YOUR TASK: Reproduce the lines starting with the line that contains "the green currant" and continuing through the line that contains "x=398 y=321", substituting "Source image" for "Input photograph" and leaving everything else unchanged. Omit the pictures from the answer.

Point placement records:
-- BEGIN --

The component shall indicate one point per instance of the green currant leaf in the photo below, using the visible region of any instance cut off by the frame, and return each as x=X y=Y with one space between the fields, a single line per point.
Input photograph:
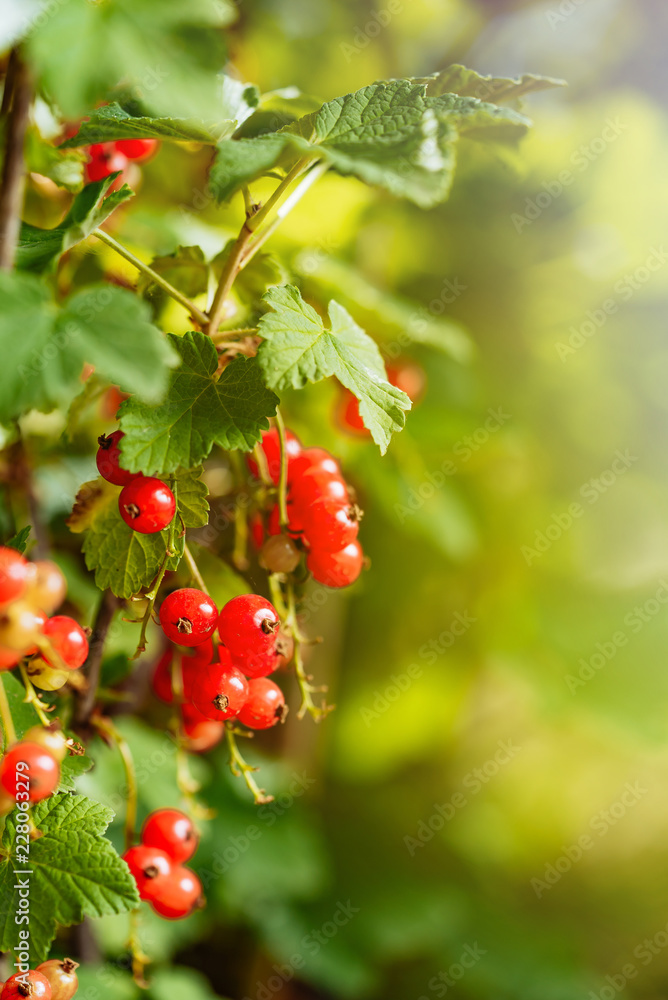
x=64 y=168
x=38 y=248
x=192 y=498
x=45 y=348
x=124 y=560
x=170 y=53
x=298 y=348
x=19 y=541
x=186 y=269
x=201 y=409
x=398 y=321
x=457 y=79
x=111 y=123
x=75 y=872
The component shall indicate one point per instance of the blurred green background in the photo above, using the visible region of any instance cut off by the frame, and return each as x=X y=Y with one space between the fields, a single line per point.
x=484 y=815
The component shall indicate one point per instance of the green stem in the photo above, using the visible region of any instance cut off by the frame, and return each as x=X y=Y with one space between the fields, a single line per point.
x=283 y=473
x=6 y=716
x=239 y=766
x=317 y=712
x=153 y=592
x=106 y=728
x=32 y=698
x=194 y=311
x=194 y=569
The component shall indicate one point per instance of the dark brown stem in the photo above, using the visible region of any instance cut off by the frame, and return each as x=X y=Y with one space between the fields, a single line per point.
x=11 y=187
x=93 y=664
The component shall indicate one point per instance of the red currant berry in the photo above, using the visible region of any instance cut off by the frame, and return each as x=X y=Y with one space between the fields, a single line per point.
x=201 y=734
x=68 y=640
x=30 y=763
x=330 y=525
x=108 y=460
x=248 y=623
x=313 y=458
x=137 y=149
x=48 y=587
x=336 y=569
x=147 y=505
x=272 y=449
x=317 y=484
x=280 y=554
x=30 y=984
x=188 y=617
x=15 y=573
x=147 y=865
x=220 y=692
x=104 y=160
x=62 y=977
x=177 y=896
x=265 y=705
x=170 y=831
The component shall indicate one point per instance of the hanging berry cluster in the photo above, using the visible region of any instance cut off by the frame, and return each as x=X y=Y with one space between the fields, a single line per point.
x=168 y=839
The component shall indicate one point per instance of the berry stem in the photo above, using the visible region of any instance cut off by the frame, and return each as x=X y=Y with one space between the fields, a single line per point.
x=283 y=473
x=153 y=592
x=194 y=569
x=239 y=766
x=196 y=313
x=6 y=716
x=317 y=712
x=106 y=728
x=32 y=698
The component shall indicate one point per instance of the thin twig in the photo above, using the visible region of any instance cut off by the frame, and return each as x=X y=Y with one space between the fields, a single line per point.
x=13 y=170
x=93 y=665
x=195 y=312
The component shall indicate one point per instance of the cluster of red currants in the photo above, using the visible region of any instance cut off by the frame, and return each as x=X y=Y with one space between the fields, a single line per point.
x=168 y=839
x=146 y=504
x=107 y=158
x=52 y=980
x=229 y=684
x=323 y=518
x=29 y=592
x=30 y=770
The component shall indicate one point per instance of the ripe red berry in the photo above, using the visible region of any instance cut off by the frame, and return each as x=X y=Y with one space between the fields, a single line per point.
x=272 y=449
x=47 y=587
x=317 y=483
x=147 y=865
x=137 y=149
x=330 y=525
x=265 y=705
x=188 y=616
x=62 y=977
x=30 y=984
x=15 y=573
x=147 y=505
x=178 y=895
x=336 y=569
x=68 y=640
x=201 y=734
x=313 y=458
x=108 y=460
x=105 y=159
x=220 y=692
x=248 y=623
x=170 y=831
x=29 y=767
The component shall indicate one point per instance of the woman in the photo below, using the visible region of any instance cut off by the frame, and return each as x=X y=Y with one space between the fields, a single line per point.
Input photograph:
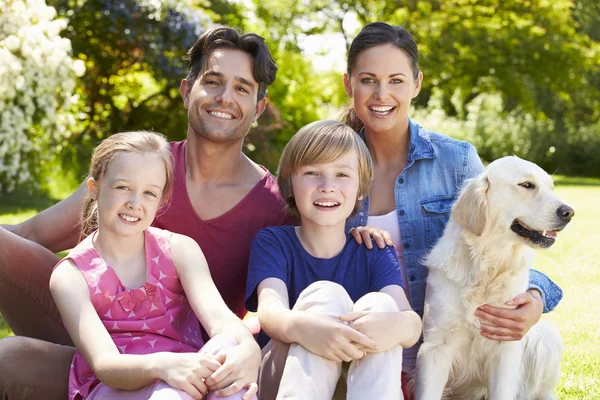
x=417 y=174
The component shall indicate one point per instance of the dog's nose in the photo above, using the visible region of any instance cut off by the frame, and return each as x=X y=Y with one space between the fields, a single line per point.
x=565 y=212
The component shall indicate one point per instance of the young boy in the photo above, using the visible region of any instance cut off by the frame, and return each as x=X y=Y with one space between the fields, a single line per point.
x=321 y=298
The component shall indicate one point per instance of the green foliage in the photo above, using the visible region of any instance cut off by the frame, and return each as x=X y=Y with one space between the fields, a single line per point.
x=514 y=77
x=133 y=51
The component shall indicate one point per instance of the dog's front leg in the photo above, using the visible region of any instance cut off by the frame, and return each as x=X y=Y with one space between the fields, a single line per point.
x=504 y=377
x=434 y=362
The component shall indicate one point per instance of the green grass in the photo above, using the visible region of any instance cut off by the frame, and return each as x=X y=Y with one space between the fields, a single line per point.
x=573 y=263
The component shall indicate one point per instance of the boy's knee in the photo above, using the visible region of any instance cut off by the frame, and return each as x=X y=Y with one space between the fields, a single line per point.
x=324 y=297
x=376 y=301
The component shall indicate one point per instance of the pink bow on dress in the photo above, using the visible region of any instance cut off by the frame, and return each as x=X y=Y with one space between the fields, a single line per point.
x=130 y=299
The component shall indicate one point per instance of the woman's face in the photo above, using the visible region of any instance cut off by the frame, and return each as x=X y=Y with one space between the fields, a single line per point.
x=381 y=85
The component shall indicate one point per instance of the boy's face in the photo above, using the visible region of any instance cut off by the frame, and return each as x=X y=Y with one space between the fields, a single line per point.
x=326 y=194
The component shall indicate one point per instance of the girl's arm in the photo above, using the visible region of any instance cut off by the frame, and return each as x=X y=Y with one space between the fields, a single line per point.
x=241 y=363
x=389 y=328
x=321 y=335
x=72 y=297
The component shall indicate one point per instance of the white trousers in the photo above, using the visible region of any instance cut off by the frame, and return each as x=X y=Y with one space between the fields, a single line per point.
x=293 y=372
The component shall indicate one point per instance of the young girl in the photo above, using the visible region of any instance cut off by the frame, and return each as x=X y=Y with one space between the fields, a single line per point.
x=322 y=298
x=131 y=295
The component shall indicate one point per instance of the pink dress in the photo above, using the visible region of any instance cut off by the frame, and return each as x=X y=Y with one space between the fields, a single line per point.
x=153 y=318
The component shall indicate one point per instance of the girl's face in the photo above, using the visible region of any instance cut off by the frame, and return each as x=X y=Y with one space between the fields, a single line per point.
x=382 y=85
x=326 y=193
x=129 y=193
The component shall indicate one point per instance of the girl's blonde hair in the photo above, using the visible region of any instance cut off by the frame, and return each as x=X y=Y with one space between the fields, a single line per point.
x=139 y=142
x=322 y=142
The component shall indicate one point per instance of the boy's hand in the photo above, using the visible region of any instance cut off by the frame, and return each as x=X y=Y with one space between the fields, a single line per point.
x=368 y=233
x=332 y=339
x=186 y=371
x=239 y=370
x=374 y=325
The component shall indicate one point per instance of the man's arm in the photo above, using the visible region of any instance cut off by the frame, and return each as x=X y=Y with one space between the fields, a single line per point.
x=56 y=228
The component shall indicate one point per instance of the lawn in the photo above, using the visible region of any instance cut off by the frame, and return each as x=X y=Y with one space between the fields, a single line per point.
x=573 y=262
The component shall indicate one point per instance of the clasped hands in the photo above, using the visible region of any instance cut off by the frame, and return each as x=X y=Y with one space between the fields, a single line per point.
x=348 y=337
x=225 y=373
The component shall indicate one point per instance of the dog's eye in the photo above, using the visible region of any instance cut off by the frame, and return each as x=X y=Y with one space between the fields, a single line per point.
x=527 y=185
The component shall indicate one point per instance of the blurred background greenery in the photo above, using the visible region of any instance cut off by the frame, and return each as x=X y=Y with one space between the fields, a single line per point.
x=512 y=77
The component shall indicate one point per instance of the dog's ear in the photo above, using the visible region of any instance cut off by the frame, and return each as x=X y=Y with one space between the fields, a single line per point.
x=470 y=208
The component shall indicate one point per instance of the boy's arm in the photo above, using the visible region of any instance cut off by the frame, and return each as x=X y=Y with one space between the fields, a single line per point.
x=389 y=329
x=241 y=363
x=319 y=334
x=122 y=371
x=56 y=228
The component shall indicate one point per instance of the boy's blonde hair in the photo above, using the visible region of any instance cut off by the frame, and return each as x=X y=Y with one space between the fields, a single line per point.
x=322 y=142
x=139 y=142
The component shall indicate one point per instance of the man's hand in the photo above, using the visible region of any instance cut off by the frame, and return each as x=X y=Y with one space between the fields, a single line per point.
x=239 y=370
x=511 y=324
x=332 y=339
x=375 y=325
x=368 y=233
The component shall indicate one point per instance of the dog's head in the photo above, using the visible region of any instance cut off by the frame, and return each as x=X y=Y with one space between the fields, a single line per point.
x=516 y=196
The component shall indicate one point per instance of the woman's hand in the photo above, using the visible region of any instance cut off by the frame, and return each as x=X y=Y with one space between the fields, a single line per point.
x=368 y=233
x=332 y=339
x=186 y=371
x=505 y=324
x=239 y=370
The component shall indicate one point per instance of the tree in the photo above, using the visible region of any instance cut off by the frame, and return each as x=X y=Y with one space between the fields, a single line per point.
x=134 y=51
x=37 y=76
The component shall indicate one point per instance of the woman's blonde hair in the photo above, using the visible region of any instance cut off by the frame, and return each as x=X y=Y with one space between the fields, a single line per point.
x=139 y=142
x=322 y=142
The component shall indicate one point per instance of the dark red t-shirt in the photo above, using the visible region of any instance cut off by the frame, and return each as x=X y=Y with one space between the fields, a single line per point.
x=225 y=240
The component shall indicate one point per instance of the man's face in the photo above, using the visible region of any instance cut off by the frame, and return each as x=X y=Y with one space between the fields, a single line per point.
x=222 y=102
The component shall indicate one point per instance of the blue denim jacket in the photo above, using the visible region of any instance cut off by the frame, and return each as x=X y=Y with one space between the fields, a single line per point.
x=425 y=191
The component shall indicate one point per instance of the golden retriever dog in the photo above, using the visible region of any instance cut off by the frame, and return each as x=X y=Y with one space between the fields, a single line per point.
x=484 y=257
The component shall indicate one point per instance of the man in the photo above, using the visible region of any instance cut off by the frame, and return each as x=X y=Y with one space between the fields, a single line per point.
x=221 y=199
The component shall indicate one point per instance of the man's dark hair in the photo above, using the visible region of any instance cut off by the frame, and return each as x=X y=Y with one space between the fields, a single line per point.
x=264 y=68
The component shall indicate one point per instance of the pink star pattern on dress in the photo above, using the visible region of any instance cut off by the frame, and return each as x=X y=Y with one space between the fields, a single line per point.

-- END --
-- BEGIN --

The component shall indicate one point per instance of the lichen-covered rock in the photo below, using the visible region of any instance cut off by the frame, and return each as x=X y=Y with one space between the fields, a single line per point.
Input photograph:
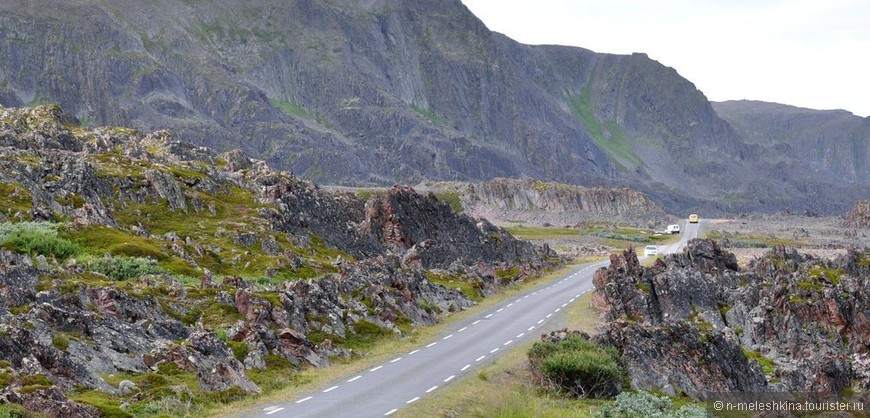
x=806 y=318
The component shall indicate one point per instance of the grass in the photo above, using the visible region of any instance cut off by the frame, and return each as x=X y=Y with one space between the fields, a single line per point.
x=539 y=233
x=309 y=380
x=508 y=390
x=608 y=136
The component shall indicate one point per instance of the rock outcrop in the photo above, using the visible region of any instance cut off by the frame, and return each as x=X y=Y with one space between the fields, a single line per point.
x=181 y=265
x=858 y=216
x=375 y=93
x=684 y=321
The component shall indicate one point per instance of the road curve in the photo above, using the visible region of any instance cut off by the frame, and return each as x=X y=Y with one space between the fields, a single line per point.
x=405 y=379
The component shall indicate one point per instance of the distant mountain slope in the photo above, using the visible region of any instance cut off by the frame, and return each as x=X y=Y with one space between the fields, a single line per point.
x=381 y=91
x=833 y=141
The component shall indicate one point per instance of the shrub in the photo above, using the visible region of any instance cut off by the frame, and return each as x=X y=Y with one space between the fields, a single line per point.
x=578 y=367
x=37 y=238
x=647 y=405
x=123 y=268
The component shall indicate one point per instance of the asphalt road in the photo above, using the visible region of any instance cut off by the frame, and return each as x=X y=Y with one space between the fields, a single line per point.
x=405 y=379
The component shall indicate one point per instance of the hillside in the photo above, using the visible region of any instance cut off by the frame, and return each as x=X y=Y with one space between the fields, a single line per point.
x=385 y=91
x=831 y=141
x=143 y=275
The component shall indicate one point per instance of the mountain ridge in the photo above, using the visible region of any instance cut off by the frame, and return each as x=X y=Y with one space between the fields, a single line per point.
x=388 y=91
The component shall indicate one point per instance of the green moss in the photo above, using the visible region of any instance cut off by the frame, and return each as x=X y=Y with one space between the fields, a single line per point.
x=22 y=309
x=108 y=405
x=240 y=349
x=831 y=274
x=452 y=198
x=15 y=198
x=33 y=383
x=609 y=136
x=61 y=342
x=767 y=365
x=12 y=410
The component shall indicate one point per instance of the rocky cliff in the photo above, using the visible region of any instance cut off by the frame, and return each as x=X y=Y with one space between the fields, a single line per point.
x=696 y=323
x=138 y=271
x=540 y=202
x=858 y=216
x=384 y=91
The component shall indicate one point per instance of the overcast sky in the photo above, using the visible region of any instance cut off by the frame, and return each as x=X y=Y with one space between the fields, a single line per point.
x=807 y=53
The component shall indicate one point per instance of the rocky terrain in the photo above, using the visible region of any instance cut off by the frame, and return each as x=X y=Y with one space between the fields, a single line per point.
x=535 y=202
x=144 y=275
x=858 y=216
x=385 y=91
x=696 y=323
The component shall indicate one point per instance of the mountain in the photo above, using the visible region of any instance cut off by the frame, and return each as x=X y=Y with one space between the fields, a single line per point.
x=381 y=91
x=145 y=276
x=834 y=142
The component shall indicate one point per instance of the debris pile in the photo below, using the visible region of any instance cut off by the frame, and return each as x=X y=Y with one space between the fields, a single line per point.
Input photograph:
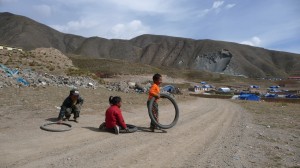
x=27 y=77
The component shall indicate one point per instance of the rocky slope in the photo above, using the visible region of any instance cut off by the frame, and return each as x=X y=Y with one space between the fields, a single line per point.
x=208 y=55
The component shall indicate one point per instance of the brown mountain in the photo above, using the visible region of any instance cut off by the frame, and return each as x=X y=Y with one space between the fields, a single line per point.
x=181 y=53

-- END --

WORKED ANSWER:
The component shall indicate one point per instance of the green currant leaf in the photo below, using the visible region of any instance cut off by the frame, and return each as x=X y=Y with one space between the fields, a single line per point.
Source image:
x=64 y=168
x=38 y=248
x=192 y=498
x=45 y=348
x=124 y=560
x=170 y=53
x=298 y=348
x=19 y=541
x=186 y=269
x=201 y=409
x=398 y=321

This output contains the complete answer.